TEKS YANG DIBERIKAN:
-----
14 tahun-an yang lalu, saat saya berada di tingkat terakhir kuliah, sebagai mahasiswa Psikologi, seriiing banget diminta mengisi materi mengenai “citra diri”. Baik itu di kalangan remaja maupun di kalangan mahasiswa. Waktu itu sih, pede ajah dan so iye hehe….
Lamaaaa saya tak pernah membaca maupun menghayati mengenai “citra diri” ini. Saya pikir, karena “pencarian jati diri” dan “penghayatan citra diri” ini adalah tugas perkembangan remaja, maka issue-nya selesai saat seseorang, termasuk saya masuk ke tahap perkembangan dewasa.
Namun dalam sebuah perjalanan beberapa waktu lalu, issue “citra diri” ini saya hayati kembali, di usia kepala tiga ini. Mmmhhh…sebenarnya apa yang wara-wiri dan saya hayati dalam perjalanan itu, belum bisa saya ungkapkan dengan baik dalam bentuk kata-kata. Namun saya ingin mencobanya……
Kalau ditanya pada saya, siapa saya? saya akan menjawab saya adalah seorang ibu, seorang istri, seorang anak, seorang dosen, seorang psikolog, seorang kakak, seorang menantu, seorang muslimah, ….. dan beberapa “identitas lain” yang menyangkut diri saya. Saya rasa itu sudah cukup.
-----
[Entri Tersimpan]
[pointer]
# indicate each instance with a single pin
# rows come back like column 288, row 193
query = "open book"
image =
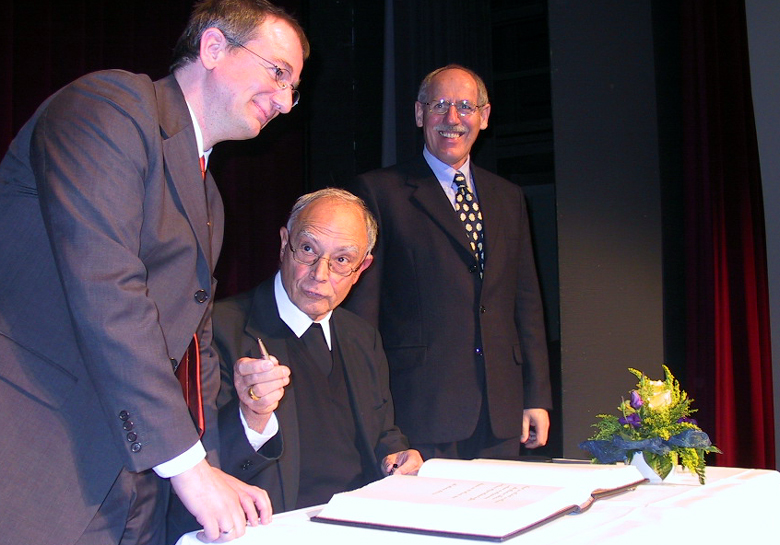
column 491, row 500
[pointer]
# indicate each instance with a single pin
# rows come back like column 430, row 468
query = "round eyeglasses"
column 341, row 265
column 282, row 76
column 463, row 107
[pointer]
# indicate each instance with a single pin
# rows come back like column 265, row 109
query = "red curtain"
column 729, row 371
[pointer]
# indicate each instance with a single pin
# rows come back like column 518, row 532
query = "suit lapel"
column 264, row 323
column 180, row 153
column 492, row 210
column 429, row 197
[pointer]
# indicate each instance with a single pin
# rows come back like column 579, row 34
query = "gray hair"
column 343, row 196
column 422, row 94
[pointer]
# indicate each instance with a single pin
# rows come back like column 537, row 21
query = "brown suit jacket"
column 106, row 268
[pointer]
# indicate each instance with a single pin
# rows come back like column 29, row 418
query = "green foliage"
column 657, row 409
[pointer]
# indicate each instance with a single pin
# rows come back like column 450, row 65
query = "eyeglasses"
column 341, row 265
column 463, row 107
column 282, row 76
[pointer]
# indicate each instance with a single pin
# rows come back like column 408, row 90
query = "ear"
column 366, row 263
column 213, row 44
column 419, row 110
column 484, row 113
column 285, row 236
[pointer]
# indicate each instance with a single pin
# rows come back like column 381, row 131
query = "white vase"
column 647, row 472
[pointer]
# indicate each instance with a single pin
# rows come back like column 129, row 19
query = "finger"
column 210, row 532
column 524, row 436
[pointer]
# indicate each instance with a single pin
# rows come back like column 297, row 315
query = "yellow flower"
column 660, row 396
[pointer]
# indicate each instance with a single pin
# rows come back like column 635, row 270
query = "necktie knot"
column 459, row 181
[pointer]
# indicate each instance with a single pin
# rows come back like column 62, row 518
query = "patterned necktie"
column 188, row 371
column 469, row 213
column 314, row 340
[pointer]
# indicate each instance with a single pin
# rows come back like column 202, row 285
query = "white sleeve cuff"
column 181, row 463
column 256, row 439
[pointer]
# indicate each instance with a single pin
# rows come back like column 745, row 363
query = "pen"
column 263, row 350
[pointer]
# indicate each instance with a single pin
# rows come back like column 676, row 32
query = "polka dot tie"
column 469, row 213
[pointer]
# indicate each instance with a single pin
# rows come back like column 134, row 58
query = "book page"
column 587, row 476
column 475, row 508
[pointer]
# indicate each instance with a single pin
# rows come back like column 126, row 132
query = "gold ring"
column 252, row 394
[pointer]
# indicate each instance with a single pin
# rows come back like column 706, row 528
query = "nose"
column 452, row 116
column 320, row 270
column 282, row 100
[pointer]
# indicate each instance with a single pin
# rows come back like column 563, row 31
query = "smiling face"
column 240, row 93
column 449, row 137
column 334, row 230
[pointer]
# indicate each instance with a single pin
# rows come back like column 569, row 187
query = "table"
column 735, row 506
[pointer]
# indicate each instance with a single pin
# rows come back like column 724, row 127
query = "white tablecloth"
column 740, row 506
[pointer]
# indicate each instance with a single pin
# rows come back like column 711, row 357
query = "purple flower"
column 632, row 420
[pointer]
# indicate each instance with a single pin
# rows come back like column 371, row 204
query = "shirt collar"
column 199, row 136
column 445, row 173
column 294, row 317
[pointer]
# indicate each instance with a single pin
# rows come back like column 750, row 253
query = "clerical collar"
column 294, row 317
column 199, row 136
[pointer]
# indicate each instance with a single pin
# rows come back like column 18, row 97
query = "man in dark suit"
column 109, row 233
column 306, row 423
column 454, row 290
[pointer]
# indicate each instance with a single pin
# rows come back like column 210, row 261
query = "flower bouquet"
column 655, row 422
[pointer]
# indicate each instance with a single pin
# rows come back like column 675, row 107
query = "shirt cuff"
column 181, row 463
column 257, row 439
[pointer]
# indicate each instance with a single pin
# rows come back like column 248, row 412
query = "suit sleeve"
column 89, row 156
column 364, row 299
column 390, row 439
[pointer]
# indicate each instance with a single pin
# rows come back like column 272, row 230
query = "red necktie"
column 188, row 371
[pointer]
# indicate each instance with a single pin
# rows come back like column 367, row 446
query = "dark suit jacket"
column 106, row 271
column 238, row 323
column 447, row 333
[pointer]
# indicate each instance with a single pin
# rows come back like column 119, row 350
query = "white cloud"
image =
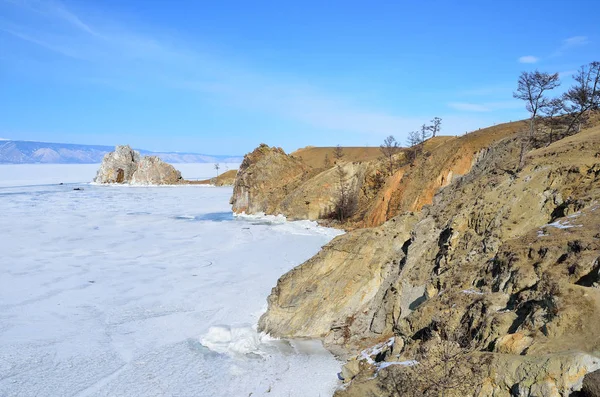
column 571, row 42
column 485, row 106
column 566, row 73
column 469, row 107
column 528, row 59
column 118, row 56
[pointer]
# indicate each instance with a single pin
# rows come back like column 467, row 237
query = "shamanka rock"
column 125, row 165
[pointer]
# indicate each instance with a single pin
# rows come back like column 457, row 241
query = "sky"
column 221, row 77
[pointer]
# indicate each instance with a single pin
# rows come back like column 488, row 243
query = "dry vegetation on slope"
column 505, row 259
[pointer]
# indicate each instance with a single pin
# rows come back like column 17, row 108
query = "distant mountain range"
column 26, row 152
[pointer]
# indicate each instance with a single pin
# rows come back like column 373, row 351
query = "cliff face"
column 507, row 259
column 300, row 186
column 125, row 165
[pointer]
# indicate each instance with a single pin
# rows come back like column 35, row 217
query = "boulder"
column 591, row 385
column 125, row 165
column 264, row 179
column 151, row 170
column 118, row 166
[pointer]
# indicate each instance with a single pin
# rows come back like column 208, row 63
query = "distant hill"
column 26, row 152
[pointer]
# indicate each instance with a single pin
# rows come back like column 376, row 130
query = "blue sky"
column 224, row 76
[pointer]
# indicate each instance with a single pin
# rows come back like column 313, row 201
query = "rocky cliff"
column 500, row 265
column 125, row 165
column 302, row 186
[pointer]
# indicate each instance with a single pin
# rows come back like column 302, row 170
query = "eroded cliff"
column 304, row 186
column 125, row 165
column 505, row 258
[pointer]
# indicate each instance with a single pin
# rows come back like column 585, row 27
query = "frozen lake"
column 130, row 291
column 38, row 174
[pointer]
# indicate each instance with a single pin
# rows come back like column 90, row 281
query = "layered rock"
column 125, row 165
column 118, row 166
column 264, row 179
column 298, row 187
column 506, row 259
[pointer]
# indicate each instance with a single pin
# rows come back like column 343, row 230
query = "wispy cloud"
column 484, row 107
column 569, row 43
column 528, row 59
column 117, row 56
-----
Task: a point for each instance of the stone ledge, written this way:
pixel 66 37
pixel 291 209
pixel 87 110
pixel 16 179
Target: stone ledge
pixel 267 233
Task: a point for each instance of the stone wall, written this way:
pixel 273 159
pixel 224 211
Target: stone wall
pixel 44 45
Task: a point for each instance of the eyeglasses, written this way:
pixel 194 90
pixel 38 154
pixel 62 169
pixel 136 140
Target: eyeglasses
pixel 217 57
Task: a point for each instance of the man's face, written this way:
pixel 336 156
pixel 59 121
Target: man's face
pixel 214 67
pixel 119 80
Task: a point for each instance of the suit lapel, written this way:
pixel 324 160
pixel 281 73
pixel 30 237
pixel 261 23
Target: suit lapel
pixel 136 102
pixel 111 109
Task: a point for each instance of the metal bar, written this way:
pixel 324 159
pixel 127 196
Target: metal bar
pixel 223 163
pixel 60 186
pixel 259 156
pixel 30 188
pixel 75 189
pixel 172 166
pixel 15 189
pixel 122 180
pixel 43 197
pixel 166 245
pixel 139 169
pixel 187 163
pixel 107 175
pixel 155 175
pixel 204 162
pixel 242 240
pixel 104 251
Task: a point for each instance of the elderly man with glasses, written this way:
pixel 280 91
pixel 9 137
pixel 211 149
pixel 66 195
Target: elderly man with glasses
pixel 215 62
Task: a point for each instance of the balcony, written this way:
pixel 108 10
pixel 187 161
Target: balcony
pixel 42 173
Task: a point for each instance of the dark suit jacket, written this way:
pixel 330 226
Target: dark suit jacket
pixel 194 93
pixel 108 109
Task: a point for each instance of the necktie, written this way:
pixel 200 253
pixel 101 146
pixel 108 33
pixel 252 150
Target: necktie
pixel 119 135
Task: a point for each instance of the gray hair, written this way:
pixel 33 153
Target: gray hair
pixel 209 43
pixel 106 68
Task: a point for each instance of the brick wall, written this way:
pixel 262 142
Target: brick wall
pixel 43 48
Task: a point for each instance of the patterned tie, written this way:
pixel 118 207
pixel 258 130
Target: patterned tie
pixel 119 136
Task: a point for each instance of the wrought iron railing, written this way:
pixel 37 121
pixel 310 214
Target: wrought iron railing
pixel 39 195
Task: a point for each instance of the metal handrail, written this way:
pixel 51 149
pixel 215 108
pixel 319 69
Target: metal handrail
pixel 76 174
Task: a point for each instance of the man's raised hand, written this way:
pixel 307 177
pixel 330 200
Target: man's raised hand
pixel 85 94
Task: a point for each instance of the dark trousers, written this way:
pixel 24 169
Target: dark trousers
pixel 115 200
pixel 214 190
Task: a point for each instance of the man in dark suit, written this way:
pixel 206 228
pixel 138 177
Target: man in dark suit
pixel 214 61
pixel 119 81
-----
PERINTAH A:
Dalam teks tentang citra diri, penulis dulu kuliah sebagai mahasiswa jurusan apa?
PERINTAH B:
Lanjutkan teks tentang citra diri mulai dari kalimat terakhirnya.

JAWABAN TUGAS A:
Psikologi.

JAWABAN TUGAS B:
Namun ternyata, dalam “perjalanan” itu ada pertanyaan lain yang muncul dari relung hati saya. “Benarkah identitasmu seperti itu?” …. Ada pertanyaan lanjutan: “Apa bukti bahwa identitas dirimu, jati dirimu adalah seperti yang kamu sebutkan tadi?” dan pertanyaan terakhir meminta saya untuk “mengurutkan prioritas identitas diri saya”
Tiga pertanyaan itu, berusaha keras saya jawab. Tentu melalui percakapan dalam batin saya. Percakapan panjang itu, bermuara pada sebuah kesimpulan…bahwa jawaban saya terhadap pertanyaan “siapa diri saya” itu, adalah peran sosial yang saya sandang. “pemahaman”. Bukan “penghayatan”. Bisa jadi semu. Tetapi, jati diri saya yang hakiki, ditentukan oleh seberapa besar penghayatan saya pada peran itu, yang ditunjukkan oleh seberapa besar upaya saya untuk melakukan peran itu.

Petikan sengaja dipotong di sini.